(TEXT PROVIDED)

A class-action lawsuit has been filed against Meta for allegedly scraping PHI from hospital and medical provider websites. The case was filed in the Northern District of California by John Doe, a patient of the Medstar Health System in Baltimore, Maryland. Doe accused Meta of violating the standards of the Health Insurance Portability and Accountability Act by knowingly obtaining Protected Health Information without authorization from at least 664 medical providers using the Facebook Pixel tool on their websites.
The lawsuit claims that Meta creates targeted adverts by improperly using their Pixel tracking tool on hospital patient portals to redirect Protected Health Information to Facebook. The lawsuit asserts that Facebook’s user agreement and federal and state laws are all directly violated by the unauthorized data collection. John Doe explicates his personal encounter with the alleged data scraping. As a patient of the Baltimore-based MedStar Health System, the plaintiff claims that after signing into the website’s patient portal to view his information, his data was redirected by Pixel from his personal device to Facebook. The information redirected included informing the tool that the patient had subscribed to and logged into the patient portal, information regarding his previous uses, his IP address, as well as communicated with MedStar via the health system’s website.
The lawsuit also contends that despite intentionally obtaining health information from medical providers’ websites, Meta hasn’t required providers to obtain the appropriate authorization prior to disclosing the information to Facebook. The social media giant does not require healthcare providers to have legal authority to share Protected Health Information from their own patient portals to Facebook. Instead, Facebook includes a clause in its standard contract which establishes an honor system for publishers. Under this system, publishers are expected, not required, to provide sufficient notices to their users concerning Pixel’s data collection and disclosures. Meta may be required to update their privacy policies if they are found guilty of the allegations.
This is not the first complaint Meta has received regarding improperly collecting health data. In 2016, Meta was accused of compromising patient privacy. In 2018, the Federal Trade Commision accused Meta of misleading users regarding the privacy policies of “closed health groups”. Significantly, a 2019 settlement with the Federal Trade Commision required Meta to implement specific controls and notices for users concerning its data use. The settlement came after Meta was mishandling user communications and deceiving users of their ability to protect their data privacy.

(End TEXT PROVIDED)
(RECORDED INFORMATION)

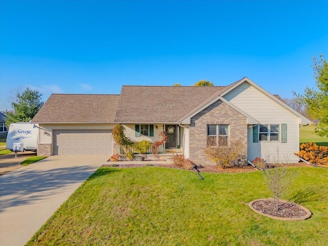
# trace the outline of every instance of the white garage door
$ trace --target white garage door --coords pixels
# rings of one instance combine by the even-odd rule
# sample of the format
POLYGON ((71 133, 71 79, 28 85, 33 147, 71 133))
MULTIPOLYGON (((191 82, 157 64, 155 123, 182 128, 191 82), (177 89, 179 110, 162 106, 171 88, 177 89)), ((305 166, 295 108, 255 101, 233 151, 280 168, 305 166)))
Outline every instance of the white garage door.
POLYGON ((107 155, 113 153, 112 130, 56 130, 53 154, 107 155))

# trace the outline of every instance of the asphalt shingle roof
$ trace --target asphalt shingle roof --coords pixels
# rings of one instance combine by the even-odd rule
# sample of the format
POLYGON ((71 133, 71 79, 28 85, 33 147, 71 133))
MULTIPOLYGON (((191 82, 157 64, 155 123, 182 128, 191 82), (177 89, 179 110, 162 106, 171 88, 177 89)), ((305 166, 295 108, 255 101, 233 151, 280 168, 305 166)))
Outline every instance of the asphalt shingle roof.
POLYGON ((116 110, 117 123, 177 122, 222 86, 123 86, 116 110))
POLYGON ((119 95, 53 94, 33 123, 113 123, 119 95))

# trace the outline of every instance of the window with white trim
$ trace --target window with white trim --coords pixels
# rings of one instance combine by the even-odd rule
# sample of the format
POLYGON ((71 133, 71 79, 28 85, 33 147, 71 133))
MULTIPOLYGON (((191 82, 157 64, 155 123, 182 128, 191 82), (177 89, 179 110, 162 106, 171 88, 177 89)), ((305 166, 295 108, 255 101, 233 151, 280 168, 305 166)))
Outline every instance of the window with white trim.
POLYGON ((140 134, 149 137, 154 136, 154 125, 142 124, 135 125, 135 136, 140 137, 140 134))
POLYGON ((140 125, 140 133, 144 136, 148 136, 148 125, 140 125))
POLYGON ((227 146, 229 131, 228 125, 207 125, 207 146, 227 146))
POLYGON ((7 131, 5 123, 0 123, 0 132, 7 132, 7 131))

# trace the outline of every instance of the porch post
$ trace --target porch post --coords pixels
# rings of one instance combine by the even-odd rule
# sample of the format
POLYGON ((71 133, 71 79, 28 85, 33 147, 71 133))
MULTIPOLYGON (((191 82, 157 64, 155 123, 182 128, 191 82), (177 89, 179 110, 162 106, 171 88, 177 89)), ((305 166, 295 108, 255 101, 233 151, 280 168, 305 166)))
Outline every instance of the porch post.
POLYGON ((176 144, 178 149, 180 149, 180 126, 176 125, 176 144))

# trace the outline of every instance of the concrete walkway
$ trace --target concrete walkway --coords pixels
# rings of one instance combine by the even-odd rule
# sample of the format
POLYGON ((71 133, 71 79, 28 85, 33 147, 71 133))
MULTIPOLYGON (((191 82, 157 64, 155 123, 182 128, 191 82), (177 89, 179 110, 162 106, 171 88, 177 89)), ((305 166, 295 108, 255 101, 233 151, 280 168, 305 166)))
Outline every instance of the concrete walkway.
POLYGON ((109 158, 53 156, 0 176, 0 245, 24 245, 109 158))

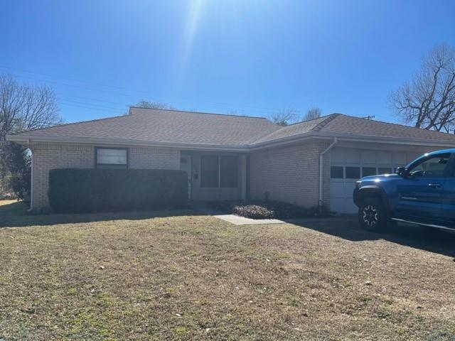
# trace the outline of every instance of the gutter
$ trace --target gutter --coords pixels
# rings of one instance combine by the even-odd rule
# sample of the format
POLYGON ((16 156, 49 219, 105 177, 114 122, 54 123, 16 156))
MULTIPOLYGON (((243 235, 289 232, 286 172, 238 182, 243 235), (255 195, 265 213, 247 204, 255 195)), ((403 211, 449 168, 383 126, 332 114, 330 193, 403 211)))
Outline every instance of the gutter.
POLYGON ((323 202, 323 156, 326 153, 330 151, 333 146, 335 146, 338 141, 338 139, 336 136, 333 137, 333 141, 323 151, 321 154, 319 154, 319 208, 322 207, 323 202))
MULTIPOLYGON (((211 150, 223 151, 252 152, 261 149, 278 147, 291 143, 304 141, 311 139, 333 139, 335 137, 333 133, 325 133, 321 131, 309 131, 298 134, 291 136, 277 139, 274 140, 251 144, 250 145, 213 145, 194 143, 176 143, 172 141, 147 141, 141 140, 131 140, 126 139, 100 139, 100 138, 77 138, 77 137, 55 137, 55 136, 33 136, 31 134, 21 133, 21 134, 9 134, 7 141, 12 141, 21 144, 30 143, 60 143, 76 144, 93 144, 98 146, 110 145, 122 146, 143 146, 143 147, 161 147, 161 148, 178 148, 186 150, 211 150)), ((336 137, 343 141, 352 141, 357 143, 380 143, 385 144, 399 144, 405 146, 422 146, 431 147, 454 148, 454 141, 440 141, 424 139, 410 139, 385 136, 371 136, 365 135, 353 135, 348 134, 336 134, 336 137)))

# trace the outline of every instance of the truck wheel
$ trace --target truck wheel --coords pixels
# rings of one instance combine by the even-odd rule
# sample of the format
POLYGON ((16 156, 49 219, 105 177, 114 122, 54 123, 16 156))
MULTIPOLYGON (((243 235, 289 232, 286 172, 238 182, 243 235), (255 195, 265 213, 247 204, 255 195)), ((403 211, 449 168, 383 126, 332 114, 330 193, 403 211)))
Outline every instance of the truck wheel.
POLYGON ((367 231, 379 232, 387 225, 382 203, 374 197, 365 199, 358 209, 358 221, 367 231))

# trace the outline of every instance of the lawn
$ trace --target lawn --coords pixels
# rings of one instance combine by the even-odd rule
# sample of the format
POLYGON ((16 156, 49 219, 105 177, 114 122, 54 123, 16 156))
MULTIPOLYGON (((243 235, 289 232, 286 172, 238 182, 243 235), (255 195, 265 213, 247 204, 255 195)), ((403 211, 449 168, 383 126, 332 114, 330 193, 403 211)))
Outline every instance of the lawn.
POLYGON ((0 202, 0 340, 455 340, 455 237, 0 202))

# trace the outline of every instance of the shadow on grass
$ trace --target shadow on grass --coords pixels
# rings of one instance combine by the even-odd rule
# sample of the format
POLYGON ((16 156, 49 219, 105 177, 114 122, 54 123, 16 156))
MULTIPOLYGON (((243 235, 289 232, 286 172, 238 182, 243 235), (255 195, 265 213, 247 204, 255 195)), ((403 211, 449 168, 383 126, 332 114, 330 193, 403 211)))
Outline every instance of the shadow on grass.
POLYGON ((0 228, 55 225, 108 220, 140 220, 154 217, 203 215, 192 209, 119 212, 73 215, 30 215, 22 202, 0 205, 0 228))
POLYGON ((301 226, 351 242, 384 239, 400 245, 455 256, 455 232, 400 224, 381 233, 369 232, 362 229, 356 218, 346 217, 324 222, 293 221, 301 226))

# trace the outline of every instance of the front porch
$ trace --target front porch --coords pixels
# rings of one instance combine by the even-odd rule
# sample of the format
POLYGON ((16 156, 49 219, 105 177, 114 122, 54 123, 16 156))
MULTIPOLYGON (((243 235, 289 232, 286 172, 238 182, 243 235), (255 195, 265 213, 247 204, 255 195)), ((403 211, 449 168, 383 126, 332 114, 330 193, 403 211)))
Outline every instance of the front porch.
POLYGON ((188 174, 188 195, 191 200, 247 197, 247 154, 181 151, 180 169, 188 174))

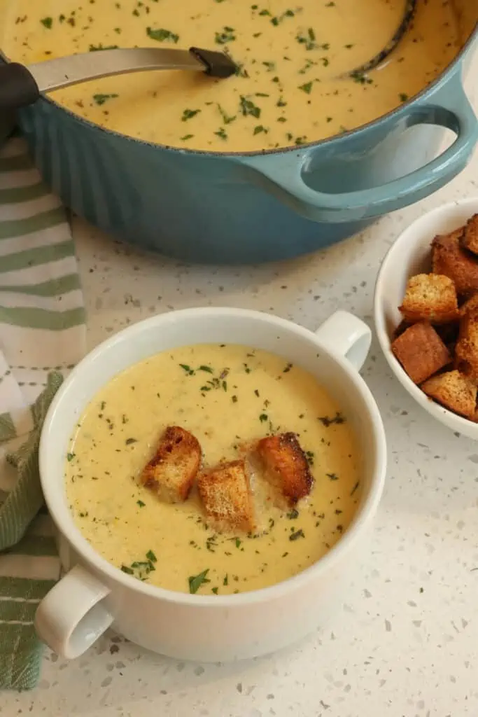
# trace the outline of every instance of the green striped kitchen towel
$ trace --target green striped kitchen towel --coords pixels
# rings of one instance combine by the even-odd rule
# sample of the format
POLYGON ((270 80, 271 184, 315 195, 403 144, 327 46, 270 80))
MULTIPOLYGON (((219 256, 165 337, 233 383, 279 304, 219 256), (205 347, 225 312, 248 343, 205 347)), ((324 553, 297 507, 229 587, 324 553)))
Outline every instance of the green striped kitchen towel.
POLYGON ((38 442, 62 375, 85 350, 64 209, 16 137, 0 151, 0 688, 29 689, 38 680, 34 612, 59 574, 38 442))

(End RECORDED INFORMATION)

* **WHAT YOU NEED TO DO**:
According to the text about the Meta lawsuit, from at least how many medical providers did Meta allegedly obtain Protected Health Information?

* **SOLUTION FOR THIS PROBLEM**:
At least 664 medical providers.